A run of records
Start
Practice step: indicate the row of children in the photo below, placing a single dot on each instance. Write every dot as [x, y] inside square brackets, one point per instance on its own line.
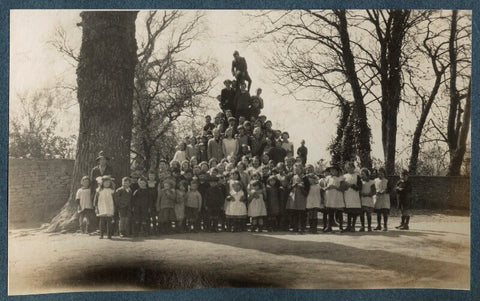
[275, 198]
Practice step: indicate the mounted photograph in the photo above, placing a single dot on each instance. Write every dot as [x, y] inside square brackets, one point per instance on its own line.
[190, 149]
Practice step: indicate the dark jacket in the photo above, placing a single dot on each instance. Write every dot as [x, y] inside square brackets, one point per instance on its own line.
[227, 98]
[239, 65]
[123, 201]
[215, 198]
[242, 101]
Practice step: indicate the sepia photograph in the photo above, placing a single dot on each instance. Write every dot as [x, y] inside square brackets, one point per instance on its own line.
[287, 149]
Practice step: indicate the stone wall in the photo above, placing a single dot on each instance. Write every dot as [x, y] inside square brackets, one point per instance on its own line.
[429, 192]
[37, 189]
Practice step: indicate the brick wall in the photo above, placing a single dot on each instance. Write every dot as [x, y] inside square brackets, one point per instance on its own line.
[37, 189]
[430, 192]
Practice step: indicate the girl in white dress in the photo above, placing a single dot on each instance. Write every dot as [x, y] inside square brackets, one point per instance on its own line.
[353, 206]
[334, 197]
[382, 199]
[256, 205]
[314, 202]
[104, 205]
[236, 210]
[366, 196]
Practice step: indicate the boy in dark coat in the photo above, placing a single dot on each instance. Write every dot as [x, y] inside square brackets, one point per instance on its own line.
[123, 203]
[214, 200]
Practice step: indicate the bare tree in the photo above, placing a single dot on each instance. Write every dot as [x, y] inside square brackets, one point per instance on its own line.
[314, 51]
[458, 116]
[105, 78]
[167, 86]
[32, 129]
[432, 46]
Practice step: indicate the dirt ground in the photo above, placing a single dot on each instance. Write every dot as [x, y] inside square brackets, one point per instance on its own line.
[435, 253]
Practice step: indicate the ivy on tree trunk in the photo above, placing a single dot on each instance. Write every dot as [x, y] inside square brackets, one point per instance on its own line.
[105, 78]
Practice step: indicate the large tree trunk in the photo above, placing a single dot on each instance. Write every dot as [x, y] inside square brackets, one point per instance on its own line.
[336, 146]
[452, 134]
[393, 85]
[456, 160]
[105, 78]
[421, 123]
[364, 134]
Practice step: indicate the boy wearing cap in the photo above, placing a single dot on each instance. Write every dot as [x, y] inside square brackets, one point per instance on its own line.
[166, 206]
[100, 170]
[208, 126]
[257, 103]
[239, 70]
[214, 148]
[85, 204]
[123, 204]
[214, 200]
[227, 96]
[141, 200]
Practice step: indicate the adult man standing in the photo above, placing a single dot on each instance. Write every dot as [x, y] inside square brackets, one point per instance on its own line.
[227, 97]
[239, 70]
[302, 152]
[242, 103]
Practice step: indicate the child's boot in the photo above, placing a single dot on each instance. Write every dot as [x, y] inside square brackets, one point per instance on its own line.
[379, 221]
[402, 223]
[405, 226]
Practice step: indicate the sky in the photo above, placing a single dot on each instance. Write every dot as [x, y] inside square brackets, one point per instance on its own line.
[35, 64]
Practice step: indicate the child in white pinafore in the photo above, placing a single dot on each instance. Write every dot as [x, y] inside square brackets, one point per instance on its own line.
[256, 205]
[323, 184]
[236, 210]
[366, 196]
[181, 196]
[334, 197]
[353, 205]
[382, 200]
[104, 205]
[314, 202]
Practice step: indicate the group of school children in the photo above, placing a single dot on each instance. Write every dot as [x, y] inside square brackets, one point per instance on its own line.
[239, 175]
[246, 196]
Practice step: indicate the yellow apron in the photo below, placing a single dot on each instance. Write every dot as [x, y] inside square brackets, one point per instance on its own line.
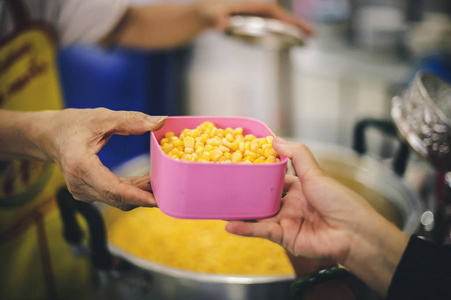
[35, 261]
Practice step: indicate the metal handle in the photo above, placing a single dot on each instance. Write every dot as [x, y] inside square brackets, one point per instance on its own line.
[100, 256]
[385, 126]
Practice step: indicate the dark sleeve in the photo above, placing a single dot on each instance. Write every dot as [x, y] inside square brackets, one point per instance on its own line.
[424, 272]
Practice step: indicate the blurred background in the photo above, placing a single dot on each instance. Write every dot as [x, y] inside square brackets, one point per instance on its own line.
[363, 52]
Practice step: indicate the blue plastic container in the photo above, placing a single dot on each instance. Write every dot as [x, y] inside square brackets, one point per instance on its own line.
[123, 79]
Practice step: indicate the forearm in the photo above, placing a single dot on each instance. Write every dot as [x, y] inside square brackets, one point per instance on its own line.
[160, 26]
[19, 133]
[376, 252]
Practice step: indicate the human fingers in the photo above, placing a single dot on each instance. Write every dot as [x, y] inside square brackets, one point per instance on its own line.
[141, 182]
[263, 229]
[99, 183]
[133, 122]
[301, 157]
[288, 182]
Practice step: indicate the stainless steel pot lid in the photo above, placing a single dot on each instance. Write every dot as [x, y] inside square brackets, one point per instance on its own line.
[268, 32]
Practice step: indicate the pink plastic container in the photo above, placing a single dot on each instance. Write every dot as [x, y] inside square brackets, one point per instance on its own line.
[194, 190]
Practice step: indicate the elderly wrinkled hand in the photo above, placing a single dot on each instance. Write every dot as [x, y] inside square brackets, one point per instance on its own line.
[74, 137]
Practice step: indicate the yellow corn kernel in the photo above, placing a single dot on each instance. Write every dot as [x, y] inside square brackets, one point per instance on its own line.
[169, 134]
[206, 155]
[260, 160]
[241, 146]
[248, 158]
[193, 157]
[230, 138]
[189, 142]
[235, 146]
[216, 154]
[270, 152]
[224, 149]
[220, 133]
[254, 147]
[227, 144]
[199, 152]
[198, 145]
[194, 133]
[237, 156]
[249, 137]
[228, 130]
[177, 143]
[204, 137]
[213, 132]
[250, 153]
[213, 142]
[173, 152]
[270, 159]
[222, 159]
[260, 142]
[167, 148]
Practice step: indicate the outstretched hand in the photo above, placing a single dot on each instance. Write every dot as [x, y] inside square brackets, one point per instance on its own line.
[317, 214]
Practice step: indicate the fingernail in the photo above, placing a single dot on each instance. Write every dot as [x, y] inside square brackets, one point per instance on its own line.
[279, 140]
[156, 119]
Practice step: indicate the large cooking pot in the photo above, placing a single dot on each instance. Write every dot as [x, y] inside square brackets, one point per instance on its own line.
[383, 188]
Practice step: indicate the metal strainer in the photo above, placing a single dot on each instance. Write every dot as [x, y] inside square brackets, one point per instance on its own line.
[422, 115]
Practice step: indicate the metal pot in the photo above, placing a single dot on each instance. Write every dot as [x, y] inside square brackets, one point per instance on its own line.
[423, 117]
[366, 175]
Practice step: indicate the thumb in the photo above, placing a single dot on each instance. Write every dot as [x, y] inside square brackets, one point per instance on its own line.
[133, 122]
[301, 157]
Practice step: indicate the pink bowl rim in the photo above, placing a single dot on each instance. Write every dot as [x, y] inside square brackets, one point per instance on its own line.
[283, 159]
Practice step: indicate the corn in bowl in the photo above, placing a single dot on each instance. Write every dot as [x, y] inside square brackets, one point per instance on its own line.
[207, 143]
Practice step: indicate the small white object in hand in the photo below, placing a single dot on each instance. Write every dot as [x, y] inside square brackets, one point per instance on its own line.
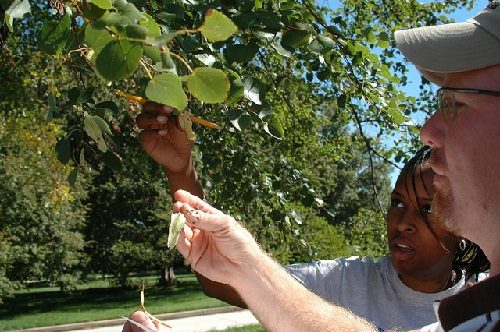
[177, 221]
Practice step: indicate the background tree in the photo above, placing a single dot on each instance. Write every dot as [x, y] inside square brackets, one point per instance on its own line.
[306, 95]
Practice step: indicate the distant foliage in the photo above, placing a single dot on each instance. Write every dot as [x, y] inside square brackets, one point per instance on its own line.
[306, 96]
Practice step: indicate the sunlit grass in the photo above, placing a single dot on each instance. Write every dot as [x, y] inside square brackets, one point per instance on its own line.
[96, 300]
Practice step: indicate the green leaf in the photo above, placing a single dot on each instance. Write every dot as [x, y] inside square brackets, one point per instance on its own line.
[209, 85]
[236, 91]
[63, 151]
[16, 10]
[149, 23]
[72, 176]
[153, 53]
[167, 62]
[217, 26]
[104, 4]
[108, 104]
[130, 11]
[252, 90]
[112, 160]
[295, 38]
[326, 41]
[91, 11]
[274, 128]
[118, 59]
[112, 20]
[55, 36]
[395, 114]
[102, 125]
[97, 38]
[167, 89]
[136, 32]
[240, 53]
[94, 131]
[52, 107]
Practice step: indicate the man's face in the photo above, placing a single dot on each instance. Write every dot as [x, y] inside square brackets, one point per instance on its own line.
[466, 158]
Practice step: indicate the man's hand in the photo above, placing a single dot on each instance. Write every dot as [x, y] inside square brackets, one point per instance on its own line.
[162, 137]
[214, 244]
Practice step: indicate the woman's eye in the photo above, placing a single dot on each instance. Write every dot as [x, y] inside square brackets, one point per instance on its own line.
[397, 203]
[427, 209]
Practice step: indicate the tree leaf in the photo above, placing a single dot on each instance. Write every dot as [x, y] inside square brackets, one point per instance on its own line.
[16, 10]
[94, 131]
[217, 26]
[252, 90]
[129, 10]
[118, 59]
[177, 221]
[274, 128]
[55, 35]
[72, 176]
[209, 85]
[52, 107]
[104, 4]
[91, 11]
[240, 52]
[149, 23]
[112, 160]
[136, 32]
[108, 104]
[63, 151]
[236, 91]
[97, 38]
[102, 125]
[167, 89]
[295, 38]
[112, 20]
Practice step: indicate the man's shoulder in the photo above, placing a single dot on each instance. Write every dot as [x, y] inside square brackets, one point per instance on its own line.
[475, 308]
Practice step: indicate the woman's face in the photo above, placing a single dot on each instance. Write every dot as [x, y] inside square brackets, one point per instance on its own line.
[416, 250]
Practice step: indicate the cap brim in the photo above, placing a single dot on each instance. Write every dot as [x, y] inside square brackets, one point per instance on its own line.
[448, 48]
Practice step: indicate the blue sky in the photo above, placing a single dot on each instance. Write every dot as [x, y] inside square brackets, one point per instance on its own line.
[412, 88]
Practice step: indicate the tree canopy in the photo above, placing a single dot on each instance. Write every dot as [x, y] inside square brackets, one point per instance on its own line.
[305, 97]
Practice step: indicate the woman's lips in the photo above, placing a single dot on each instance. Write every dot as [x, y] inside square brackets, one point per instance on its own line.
[401, 251]
[438, 180]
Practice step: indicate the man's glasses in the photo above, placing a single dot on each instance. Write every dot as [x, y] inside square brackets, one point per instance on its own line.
[446, 99]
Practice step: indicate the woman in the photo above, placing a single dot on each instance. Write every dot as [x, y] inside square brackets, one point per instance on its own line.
[425, 264]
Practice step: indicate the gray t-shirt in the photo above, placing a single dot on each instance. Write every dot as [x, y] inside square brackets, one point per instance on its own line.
[372, 290]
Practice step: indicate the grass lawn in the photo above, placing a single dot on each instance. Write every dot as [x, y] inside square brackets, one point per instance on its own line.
[38, 307]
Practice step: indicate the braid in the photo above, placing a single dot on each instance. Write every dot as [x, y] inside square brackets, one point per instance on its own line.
[470, 259]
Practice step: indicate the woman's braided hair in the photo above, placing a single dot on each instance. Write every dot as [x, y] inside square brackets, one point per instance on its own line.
[468, 258]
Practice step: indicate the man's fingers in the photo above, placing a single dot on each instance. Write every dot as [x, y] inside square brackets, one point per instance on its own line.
[194, 201]
[207, 221]
[152, 120]
[183, 244]
[151, 106]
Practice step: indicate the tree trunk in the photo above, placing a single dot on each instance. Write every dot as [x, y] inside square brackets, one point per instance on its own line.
[168, 276]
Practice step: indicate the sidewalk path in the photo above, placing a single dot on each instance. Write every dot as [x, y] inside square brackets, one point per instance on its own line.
[188, 321]
[203, 323]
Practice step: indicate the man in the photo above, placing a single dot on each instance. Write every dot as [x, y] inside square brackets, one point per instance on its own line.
[464, 59]
[465, 136]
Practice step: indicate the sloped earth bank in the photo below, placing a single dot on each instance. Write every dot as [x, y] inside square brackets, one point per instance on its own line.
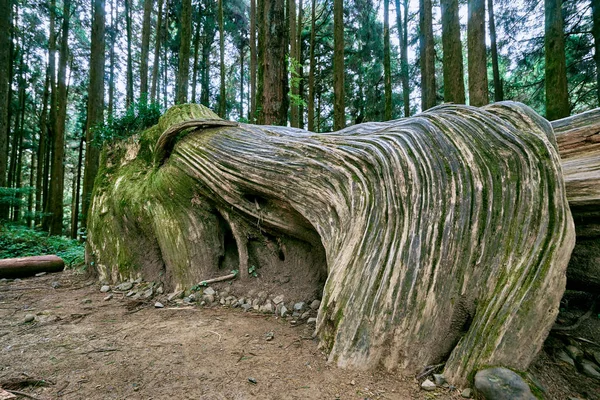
[89, 348]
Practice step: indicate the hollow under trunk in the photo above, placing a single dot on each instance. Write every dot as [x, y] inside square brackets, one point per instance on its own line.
[442, 238]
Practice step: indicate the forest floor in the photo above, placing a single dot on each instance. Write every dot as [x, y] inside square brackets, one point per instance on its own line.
[80, 346]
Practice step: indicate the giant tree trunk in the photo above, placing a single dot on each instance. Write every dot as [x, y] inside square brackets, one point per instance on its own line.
[444, 237]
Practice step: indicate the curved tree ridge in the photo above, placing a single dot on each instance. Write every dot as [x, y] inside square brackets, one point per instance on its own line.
[447, 235]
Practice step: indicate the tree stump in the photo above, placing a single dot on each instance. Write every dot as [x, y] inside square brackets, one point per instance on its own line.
[443, 237]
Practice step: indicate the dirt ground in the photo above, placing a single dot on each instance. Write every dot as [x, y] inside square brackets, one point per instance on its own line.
[86, 348]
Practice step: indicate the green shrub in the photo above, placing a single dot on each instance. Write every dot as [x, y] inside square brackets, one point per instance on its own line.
[19, 241]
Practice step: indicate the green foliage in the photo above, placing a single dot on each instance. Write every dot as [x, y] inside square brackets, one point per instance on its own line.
[19, 241]
[138, 117]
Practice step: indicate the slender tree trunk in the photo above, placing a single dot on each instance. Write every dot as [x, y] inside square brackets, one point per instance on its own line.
[311, 72]
[5, 61]
[454, 84]
[183, 71]
[253, 93]
[498, 89]
[427, 55]
[95, 106]
[596, 34]
[477, 59]
[159, 37]
[387, 68]
[222, 96]
[148, 4]
[339, 109]
[130, 96]
[557, 95]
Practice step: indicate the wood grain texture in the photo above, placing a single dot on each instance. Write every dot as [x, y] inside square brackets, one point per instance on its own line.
[447, 235]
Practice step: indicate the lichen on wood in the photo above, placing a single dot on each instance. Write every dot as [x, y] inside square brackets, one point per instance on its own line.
[446, 235]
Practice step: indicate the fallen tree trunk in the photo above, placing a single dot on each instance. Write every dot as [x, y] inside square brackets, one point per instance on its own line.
[443, 237]
[578, 139]
[28, 266]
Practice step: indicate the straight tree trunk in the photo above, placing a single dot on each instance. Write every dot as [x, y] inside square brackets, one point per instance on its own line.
[311, 72]
[477, 60]
[222, 98]
[253, 66]
[129, 99]
[427, 55]
[557, 95]
[159, 37]
[148, 4]
[275, 100]
[498, 88]
[183, 71]
[339, 110]
[454, 84]
[95, 106]
[387, 68]
[5, 61]
[57, 176]
[596, 34]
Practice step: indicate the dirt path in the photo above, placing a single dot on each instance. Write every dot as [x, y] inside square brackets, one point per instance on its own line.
[122, 349]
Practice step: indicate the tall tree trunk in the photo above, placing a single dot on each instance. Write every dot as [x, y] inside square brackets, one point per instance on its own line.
[183, 71]
[145, 47]
[159, 37]
[57, 176]
[5, 61]
[339, 109]
[253, 66]
[294, 55]
[311, 72]
[387, 68]
[498, 88]
[222, 96]
[95, 106]
[454, 84]
[557, 95]
[477, 60]
[596, 34]
[427, 55]
[274, 94]
[129, 98]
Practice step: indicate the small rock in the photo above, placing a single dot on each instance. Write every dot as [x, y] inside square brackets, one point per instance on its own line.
[125, 286]
[428, 385]
[588, 368]
[439, 379]
[502, 384]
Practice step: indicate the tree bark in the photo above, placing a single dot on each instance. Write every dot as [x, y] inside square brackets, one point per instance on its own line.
[183, 71]
[28, 266]
[95, 105]
[454, 84]
[339, 109]
[557, 95]
[148, 4]
[427, 55]
[477, 60]
[498, 87]
[387, 63]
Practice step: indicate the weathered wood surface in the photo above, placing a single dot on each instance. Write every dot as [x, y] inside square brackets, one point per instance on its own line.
[27, 266]
[446, 235]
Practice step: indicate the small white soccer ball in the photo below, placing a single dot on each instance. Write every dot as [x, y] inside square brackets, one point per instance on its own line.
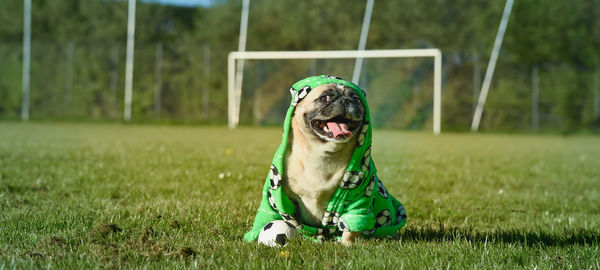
[277, 233]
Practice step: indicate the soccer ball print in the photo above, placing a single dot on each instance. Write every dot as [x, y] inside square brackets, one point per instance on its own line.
[277, 233]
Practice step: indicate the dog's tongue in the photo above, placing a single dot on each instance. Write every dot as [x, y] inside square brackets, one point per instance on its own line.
[339, 129]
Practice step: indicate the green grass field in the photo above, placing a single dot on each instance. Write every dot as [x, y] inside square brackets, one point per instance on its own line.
[127, 196]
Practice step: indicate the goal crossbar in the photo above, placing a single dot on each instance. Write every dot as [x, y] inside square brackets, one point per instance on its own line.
[234, 88]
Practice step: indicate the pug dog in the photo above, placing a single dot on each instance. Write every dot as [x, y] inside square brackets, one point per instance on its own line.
[324, 134]
[322, 179]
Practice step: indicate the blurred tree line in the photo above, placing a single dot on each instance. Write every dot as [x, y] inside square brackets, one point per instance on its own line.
[78, 57]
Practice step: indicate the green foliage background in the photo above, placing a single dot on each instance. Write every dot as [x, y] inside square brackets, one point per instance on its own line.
[561, 38]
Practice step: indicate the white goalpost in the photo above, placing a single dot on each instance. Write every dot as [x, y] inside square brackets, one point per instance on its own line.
[234, 88]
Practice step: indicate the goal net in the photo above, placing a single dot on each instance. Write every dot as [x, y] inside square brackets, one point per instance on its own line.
[390, 78]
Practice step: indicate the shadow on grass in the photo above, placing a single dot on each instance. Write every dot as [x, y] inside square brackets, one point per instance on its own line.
[568, 237]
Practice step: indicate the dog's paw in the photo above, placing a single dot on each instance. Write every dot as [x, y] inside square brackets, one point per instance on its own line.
[348, 238]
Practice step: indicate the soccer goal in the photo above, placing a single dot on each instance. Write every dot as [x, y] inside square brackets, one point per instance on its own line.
[234, 86]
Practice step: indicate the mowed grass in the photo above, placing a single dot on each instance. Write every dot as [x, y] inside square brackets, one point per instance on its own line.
[127, 196]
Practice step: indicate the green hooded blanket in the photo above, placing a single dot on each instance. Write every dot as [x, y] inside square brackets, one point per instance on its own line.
End
» The problem
Pull out every line from the one with "Practice step: indicate the green foliage background" to the end of the listing, and output only those.

» Solution
Practice step: indicate the green foliage background in the photo above, placing a single dot on each instance. Write every dot as [x, y] inside square brackets, one point per instance on its own line.
[561, 38]
Practice step: indicate the white goalpost in the photo above, placing a single dot on each instance. Write every dot as [x, y] inside square brackets, one point per instance on its own line.
[234, 88]
Practice step: indicate the goal net in the photo above, placing a single dot on each instance. Write every dot as [x, y] inside square brackets, one point per instance on its own line.
[390, 78]
Practice step: indicate the shadow on grass in the photo above, placing a single dot on each instance. Write every dot as [x, y] inside square brackets, one point per instance on its own line.
[568, 237]
Practice step: indicate the dog's paw in the photo above, placing a single dot on each instance. Write every dot as [x, y] inside square brackets, one point per instance on its own line.
[348, 238]
Practice step: indicate the soccer goal in the photo above, placing a single dot on each instance. Write every dot as [x, y] inside square brackets, one point per instance on its own line.
[234, 86]
Practice step: indicate the mowed grass in the photo above, placing a single dot on each instance. Write every dot as [x, y] inside square brackets, one point per instance on its own line.
[127, 196]
Practice step: indicate the green hooded blanket in the photo above, placing a single dot on each instance. Write every dot as [x, y] inside square brackets, one point per instance on its own line.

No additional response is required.